▶ _The tasks_
1. Write out everything in the StableDiffusionWebUI article from "This article explains" down to "the generated image.".
2. Answer these from the StableDiffusionWebUI article:
(a) Which GPU series does the Windows PC need in order to run the web front-end?
(b) Into which folder does the article say to place Basil_mix_fixed.safetensors?
(c) At what local URL does the web UI run?

++++ Quoted text ++++

Generate images with custom poses using StableDiffusionWebUI and ControlNet

David Cochard
axinc-ai
Published in
6 min readDec 1, 2023

This article explains how to generate images with custom character postures using StableDiffusionWebUI for the image creation, and ControlNet for the constraint management.

About StableDiffusion and ControlNet

StableDiffusion is an AI model that can generate illustrations from an arbitrary text prompt. Various extensions have been made to StableDiffusion by the community, and ControlNet is one of them which can be used to force custom poses for characters in the generated image.

About StableDiffusionWebUI

StableDiffusionWebUI is a web front-end that allows you to easily use StableDiffusion on PC. It can be used by running the following commands on a Windows PC with an NVIDIA RTX series GPU, with Git and Python installed.

git clone https://github.com/AUTOMATIC1111/stable-diffusion-webui.git
cd .\stable-diffusion-webui\
.\webui-user.bat

After that simply open the given URL in your web browser.

Model loaded in 9.5s (calculate hash: 3.5s, load weights from disk: 0.1s, create model: 2.9s, apply weights to model: 0.7s, apply half(): 0.6s, move model to device: 1.0s, load textual inversion embeddings: 0.7s).
Running on local URL: http://127.0.0.1:7860

In the web UI, open the txt2img tab, enter the text prompt and press Generate to create the image.

Result with default parameters for the prompt “anime girl face”

Use of different models

StableDiffusion has lots of model variants. The model files are in safetensors format and can be downloaded and placed in the models folder for use.

As a first example, download Basil_mix_fixed.safetensors and place it in \stable-diffusion-webui\models\Stable-diffusion. This model file is fine-tuned with realistic texture and Asian faces.

Next, place vae-ft-mse-840000-ema-pruned.safetensors into \stable-diffusion-webui\models\VAE. Variational autoencoder (VAE) is a post-processing technique that can be used to improve the quality of images you generate with StableDiffusion. sd-vae-ft-mse-original is a popular option to correct artefacts on generated face.

Custom model files

Once the model files has been placed, the downloaded model can be used by pressing the refresh mark in the upper left corner of the web UI to select the model from the list box.

++++ Given data ++++

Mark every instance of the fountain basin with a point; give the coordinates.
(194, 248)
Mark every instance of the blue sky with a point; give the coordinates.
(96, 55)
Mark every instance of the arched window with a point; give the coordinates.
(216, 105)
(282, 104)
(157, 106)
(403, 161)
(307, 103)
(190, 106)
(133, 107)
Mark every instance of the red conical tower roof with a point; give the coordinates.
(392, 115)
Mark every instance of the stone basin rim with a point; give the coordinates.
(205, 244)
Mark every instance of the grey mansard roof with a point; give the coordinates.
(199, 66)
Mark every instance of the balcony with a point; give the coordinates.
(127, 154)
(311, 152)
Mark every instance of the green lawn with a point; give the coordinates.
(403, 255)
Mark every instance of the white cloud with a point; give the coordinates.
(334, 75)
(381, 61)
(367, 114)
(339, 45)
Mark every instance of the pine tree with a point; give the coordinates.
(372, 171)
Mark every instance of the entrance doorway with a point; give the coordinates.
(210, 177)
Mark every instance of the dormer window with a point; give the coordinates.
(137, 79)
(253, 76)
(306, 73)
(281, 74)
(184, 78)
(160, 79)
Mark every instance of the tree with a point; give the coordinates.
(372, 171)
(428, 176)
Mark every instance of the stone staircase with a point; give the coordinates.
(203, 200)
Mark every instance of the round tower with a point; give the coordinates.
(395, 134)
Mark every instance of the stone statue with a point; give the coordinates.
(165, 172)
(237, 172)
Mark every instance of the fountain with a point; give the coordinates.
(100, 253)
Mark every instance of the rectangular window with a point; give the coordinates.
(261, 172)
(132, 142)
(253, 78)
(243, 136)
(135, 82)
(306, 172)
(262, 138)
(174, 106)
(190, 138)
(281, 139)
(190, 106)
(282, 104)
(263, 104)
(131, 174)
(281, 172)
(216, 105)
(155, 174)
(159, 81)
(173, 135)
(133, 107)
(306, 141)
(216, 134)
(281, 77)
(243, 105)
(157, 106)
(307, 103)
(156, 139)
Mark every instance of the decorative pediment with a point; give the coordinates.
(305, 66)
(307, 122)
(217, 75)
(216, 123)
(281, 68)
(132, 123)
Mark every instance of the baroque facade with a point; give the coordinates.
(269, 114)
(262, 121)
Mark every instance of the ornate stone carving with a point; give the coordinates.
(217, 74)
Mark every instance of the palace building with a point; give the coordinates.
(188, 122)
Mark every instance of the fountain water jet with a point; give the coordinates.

++++

▶ _Solutions for each task_
1.
This article explains how to generate images with custom character postures using StableDiffusionWebUI for the image creation, and ControlNet for the constraint management.

About StableDiffusion and ControlNet

StableDiffusion is an AI model that can generate illustrations from an arbitrary text prompt. Various extensions have been made to StableDiffusion by the community, and ControlNet is one of them which can be used to force custom poses for characters in the generated image.

2.
(a) An NVIDIA RTX series GPU.
(b) \stable-diffusion-webui\models\Stable-diffusion
(c) http://127.0.0.1:7860